■ EXERCISE AIM ■
Could you continue the essay about John Candy's line "I like me," starting after its last sentence?

■ READING TEXT ■
Manage episode 520871501 series 3579846
Every so often, a line in a movie sneaks past your defenses and lands directly in the center of your chest. Not because it's poetic. Not because it's profound. But because it is absolutely, undeniably true. That's exactly what happened the first time I heard John Candy say three simple words in Planes, Trains and Automobiles:
"I like me."
If you know the scene, you can probably feel it already. Steve Martin's character lashes out, attacks Candy's character—Del Griffith—on every level: his personality, his quirks, his energy, the way he moves through the world. It's the kind of attack you can only deliver when you're stressed, frustrated, disconnected, and trying to control everything except your own emotional state.
Candy doesn't fight back. He doesn't crumble. He doesn't apologize for existing.
He just breathes, feels the sting, and answers:
"I like me. My wife likes me. My customers like me. Because I'm the real deal."
And in that moment… the entire movie shifts. But something inside us shifts too.
Because somewhere deep down, every entrepreneur and every leader knows what it feels like to be judged for who they naturally are. To feel "too much" or "not enough." To feel pressure to fit into a mold that was never designed for them in the first place.
And yet here is John Candy—the ultimate "unlikely" star—not fitting into anything. Except himself.
John Candy: The Unlikely Icon Who Never Tried to Fit the Mold
Hollywood had a type. And John Candy wasn't it.
He didn't have the chiselled jawline or the cover-ready look. He wasn't the leading-man archetype studios chased. They tried to box him into "the big guy," the sidekick, the comic relief.
But he brought something else—something stronger than image.
He brought identity.
He brought heart, empathy, warmth, and a kind of emotional honesty you can't fake. And because he brought that, we didn't just watch him… we loved him.
He wasn't a star because he fit in. He was a star because he didn't.
And in that lesson lies a truth most leaders and entrepreneurs take far too long to learn:
People don't follow the image of a leader. They follow the identity behind it.
Entrepreneurs Carry an Invisible Pressure No One Talks About
Let's be honest.
Most entrepreneurs—no matter how confident they look—carry a quiet question:
"Am I enough?"
Am I skilled enough? Disciplined enough? Polished enough? Ready enough? Worthy enough?
That pressure shows up in subtle ways:
overexplaining
overcommitting
overdelivering
grinding harder than necessary
shrinking in the presence of bigger personalities
questioning your own instincts
trying to "look the part" rather than be the part
It becomes a trap. A cage made of other people's expectations.

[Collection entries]
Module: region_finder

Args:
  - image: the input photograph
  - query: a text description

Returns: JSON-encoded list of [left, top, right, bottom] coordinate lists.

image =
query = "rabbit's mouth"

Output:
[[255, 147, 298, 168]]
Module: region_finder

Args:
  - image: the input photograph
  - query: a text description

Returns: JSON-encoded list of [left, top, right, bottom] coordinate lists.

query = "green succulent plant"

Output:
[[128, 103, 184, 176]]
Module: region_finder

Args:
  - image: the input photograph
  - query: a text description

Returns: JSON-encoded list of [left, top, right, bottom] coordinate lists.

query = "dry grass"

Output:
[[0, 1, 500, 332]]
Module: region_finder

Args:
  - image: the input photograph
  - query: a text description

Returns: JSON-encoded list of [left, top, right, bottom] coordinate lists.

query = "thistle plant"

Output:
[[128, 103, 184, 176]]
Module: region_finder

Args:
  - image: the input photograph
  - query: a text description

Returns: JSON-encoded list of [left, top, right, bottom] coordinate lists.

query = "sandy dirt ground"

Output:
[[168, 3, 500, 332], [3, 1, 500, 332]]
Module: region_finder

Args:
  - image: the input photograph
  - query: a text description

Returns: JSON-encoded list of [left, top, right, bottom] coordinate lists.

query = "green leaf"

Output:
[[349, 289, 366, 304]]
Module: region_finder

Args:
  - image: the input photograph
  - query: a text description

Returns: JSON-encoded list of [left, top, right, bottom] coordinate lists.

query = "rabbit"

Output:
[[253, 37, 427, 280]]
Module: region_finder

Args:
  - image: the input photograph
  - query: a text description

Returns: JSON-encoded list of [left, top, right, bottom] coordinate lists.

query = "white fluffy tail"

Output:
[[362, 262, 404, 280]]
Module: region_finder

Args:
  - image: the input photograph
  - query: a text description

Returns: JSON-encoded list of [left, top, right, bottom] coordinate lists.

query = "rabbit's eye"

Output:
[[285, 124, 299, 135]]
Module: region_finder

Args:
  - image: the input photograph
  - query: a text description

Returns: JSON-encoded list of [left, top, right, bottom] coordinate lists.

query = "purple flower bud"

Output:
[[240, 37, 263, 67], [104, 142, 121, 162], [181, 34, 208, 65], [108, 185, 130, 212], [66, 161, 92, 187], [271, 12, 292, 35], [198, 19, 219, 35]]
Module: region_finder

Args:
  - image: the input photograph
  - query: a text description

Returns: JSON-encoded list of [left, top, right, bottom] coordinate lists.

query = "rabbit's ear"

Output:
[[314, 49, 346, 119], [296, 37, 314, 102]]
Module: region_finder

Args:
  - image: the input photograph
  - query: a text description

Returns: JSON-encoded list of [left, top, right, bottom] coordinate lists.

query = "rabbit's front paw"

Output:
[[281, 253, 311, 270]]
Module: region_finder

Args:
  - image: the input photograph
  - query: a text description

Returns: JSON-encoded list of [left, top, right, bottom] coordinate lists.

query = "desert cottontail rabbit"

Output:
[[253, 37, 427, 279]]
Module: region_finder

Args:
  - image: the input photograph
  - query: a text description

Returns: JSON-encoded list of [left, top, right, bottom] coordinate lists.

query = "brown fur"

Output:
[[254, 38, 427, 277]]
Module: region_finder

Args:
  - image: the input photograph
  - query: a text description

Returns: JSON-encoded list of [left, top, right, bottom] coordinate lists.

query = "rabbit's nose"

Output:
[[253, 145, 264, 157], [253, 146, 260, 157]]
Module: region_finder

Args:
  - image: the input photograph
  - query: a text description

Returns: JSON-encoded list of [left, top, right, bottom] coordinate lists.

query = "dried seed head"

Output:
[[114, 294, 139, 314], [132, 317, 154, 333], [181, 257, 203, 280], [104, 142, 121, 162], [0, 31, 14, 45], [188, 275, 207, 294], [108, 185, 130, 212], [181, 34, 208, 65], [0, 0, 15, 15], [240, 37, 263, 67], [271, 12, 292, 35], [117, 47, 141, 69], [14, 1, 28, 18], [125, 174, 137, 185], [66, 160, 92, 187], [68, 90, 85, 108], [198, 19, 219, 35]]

■ THE RESPONSE ■
John Candy's line cuts right through the bars:
"I like me."
Not because he's perfect. Not because he's winning. Not because he fits.
But because he recognizes the truth:
Identity > Image.
That's the napkin for this episode—and a reminder every leader needs to carry.
Why "I Like Me" Is a Leadership Strategy
When you like yourself:
You make clearer decisions. You negotiate with confidence. You set boundaries without guilt. You attract the right customers. You build teams that trust you. You communicate without fear. You step into vision instead of validation.
Self-acceptance isn't fluff. It's leadership infrastructure.
And when you don't like yourself enough?
You chase approval. You contort your identity to fit expectations. You build a business that drains you instead of expressing you.
The game changes—immediately—when you anchor into identity instead of performance.
Your Napkin: Identity > Image
Your napkin sketch says it simply and perfectly:
A hand-drawn mirror. Three words in the center:
I LIKE ME.
Underneath it:
Identity > Image
Because leadership isn't about appearing impressive. It's about being anchored.
The people who matter—your team, your family, your customers—are drawn to the real you, not the "corrected" version of you.
5 Key Takeaways (with Take Action Steps)
1. Identity is a leadership superpower.
People follow leaders who know who they are.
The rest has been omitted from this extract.